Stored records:
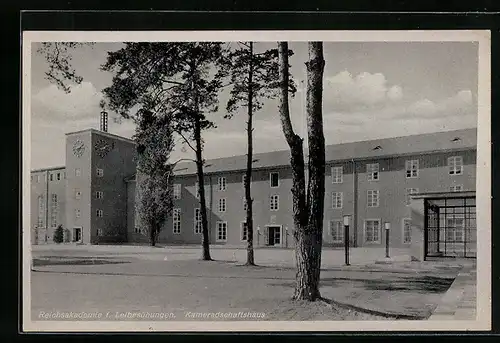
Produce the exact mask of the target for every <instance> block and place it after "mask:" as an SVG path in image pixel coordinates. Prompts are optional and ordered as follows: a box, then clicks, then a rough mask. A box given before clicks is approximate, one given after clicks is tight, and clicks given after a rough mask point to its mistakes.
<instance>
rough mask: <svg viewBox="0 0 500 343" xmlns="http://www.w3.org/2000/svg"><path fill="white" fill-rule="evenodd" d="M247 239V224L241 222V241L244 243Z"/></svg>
mask: <svg viewBox="0 0 500 343" xmlns="http://www.w3.org/2000/svg"><path fill="white" fill-rule="evenodd" d="M247 239H248V225H247V222H241V240H242V241H246V240H247Z"/></svg>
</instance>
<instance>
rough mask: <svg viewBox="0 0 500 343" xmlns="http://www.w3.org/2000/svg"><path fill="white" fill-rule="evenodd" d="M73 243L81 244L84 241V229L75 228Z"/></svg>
mask: <svg viewBox="0 0 500 343" xmlns="http://www.w3.org/2000/svg"><path fill="white" fill-rule="evenodd" d="M73 241H74V242H81V241H82V228H80V227H75V239H74V240H73Z"/></svg>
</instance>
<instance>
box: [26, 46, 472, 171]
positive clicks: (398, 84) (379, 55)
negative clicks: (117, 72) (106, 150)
mask: <svg viewBox="0 0 500 343" xmlns="http://www.w3.org/2000/svg"><path fill="white" fill-rule="evenodd" d="M122 46H123V44H122V43H96V44H95V45H93V46H91V47H89V46H85V47H81V48H78V49H75V50H74V51H73V53H72V65H73V67H74V68H75V70H76V71H77V73H78V74H79V75H81V76H82V77H83V82H82V83H81V84H80V85H76V86H73V87H72V89H71V92H70V93H69V94H66V93H65V92H63V91H62V90H60V89H58V88H57V86H56V85H55V84H52V83H50V82H49V81H48V80H47V79H46V78H45V72H46V71H47V70H48V65H47V63H46V62H45V60H44V58H43V56H42V55H40V54H38V53H37V52H36V50H37V47H38V45H37V43H33V45H32V51H33V53H32V58H31V168H32V169H37V168H46V167H51V166H62V165H64V164H65V134H66V133H68V132H73V131H78V130H84V129H88V128H95V129H98V128H99V112H100V109H99V101H100V100H101V99H102V95H101V92H100V91H101V90H102V89H103V88H105V87H106V86H108V85H109V84H110V83H111V79H112V74H110V73H108V72H104V71H101V70H100V68H99V67H100V66H101V65H102V64H103V63H104V62H105V61H106V56H107V52H108V51H115V50H117V49H119V48H120V47H122ZM255 46H256V49H257V50H264V49H268V48H275V47H276V45H275V43H256V44H255ZM289 47H290V48H291V49H292V50H293V51H294V55H293V56H292V57H291V58H290V64H291V73H292V76H293V77H294V79H295V80H296V82H297V84H298V86H299V91H298V92H297V94H296V95H295V97H294V98H292V99H291V100H290V112H291V118H292V122H293V125H294V129H295V131H296V132H297V133H299V134H300V135H302V136H303V137H304V135H305V134H306V133H307V132H306V126H305V124H306V122H305V110H304V106H305V96H304V95H305V92H304V91H303V90H302V89H301V87H303V85H304V84H305V83H306V82H305V78H306V70H305V62H306V61H307V59H308V52H307V43H305V42H295V43H294V42H292V43H290V45H289ZM324 58H325V69H324V91H323V119H324V133H325V140H326V144H337V143H345V142H352V141H359V140H366V139H375V138H386V137H396V136H405V135H410V134H418V133H430V132H437V131H448V130H457V129H463V128H473V127H476V126H477V110H478V106H477V89H478V44H477V43H472V42H325V43H324ZM227 98H228V96H227V93H223V94H221V96H220V106H219V108H220V110H219V112H217V113H211V114H208V118H210V119H211V120H212V121H213V122H214V123H215V124H216V126H217V128H215V129H211V130H209V131H205V132H204V133H203V138H204V140H205V149H204V157H205V158H206V159H210V158H217V157H226V156H233V155H242V154H245V153H246V144H247V142H246V131H245V128H246V115H245V110H244V109H242V110H241V111H240V112H241V113H237V114H236V115H235V116H234V117H233V119H230V120H228V119H224V118H223V116H224V114H225V112H224V109H225V102H226V101H227ZM110 116H111V117H112V118H118V115H117V114H114V113H110ZM254 119H255V121H254V127H255V130H254V152H256V153H259V152H267V151H275V150H281V149H288V146H287V144H286V141H285V139H284V136H283V132H282V130H281V125H280V121H279V114H278V101H277V100H272V99H269V100H265V104H264V107H263V108H262V110H260V111H259V112H257V113H256V114H255V117H254ZM134 130H135V127H134V124H133V122H132V121H130V120H122V121H121V123H118V122H115V121H113V120H110V123H109V129H108V131H109V132H110V133H113V134H117V135H120V136H124V137H127V138H131V137H132V135H133V134H134ZM193 157H194V156H193V153H192V151H190V150H189V149H182V147H181V145H178V146H177V147H176V149H175V151H174V152H173V153H172V160H177V159H179V158H193Z"/></svg>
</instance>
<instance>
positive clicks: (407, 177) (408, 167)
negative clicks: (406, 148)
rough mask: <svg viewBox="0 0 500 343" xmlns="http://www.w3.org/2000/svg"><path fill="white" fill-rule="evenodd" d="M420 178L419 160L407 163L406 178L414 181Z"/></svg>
mask: <svg viewBox="0 0 500 343" xmlns="http://www.w3.org/2000/svg"><path fill="white" fill-rule="evenodd" d="M417 177H418V160H409V161H406V178H407V179H414V178H417Z"/></svg>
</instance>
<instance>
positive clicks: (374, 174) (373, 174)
mask: <svg viewBox="0 0 500 343" xmlns="http://www.w3.org/2000/svg"><path fill="white" fill-rule="evenodd" d="M379 168H380V167H379V164H378V163H371V164H370V163H369V164H367V165H366V172H367V173H368V181H377V180H378V179H379Z"/></svg>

**WHAT YOU ARE ASKED TO DO**
Make an exact copy of the records from their first line through the line containing "positive clicks: (398, 84) (379, 55)", both ends included, with the pictures omitted.

**SOLVED EXERCISE**
Produce the exact mask of the target for every <instance> block and place it after "mask:" as an SVG path in image pixel coordinates. Prompts are optional and ordered as follows: a box, then clicks, then a rough mask. A box given before clicks is approximate, one given after clicks is tight, and clicks given after a rough mask point to its mistakes.
<instance>
rough mask: <svg viewBox="0 0 500 343" xmlns="http://www.w3.org/2000/svg"><path fill="white" fill-rule="evenodd" d="M247 239V224L241 222V241L244 243Z"/></svg>
mask: <svg viewBox="0 0 500 343" xmlns="http://www.w3.org/2000/svg"><path fill="white" fill-rule="evenodd" d="M247 239H248V225H247V222H241V240H242V241H246V240H247Z"/></svg>
</instance>
<instance>
rough mask: <svg viewBox="0 0 500 343" xmlns="http://www.w3.org/2000/svg"><path fill="white" fill-rule="evenodd" d="M73 243L81 244L84 241V229L75 228Z"/></svg>
mask: <svg viewBox="0 0 500 343" xmlns="http://www.w3.org/2000/svg"><path fill="white" fill-rule="evenodd" d="M73 241H74V242H81V241H82V228H80V227H75V239H74V240H73Z"/></svg>
</instance>
<instance>
box: [26, 46, 472, 171]
positive clicks: (398, 84) (379, 55)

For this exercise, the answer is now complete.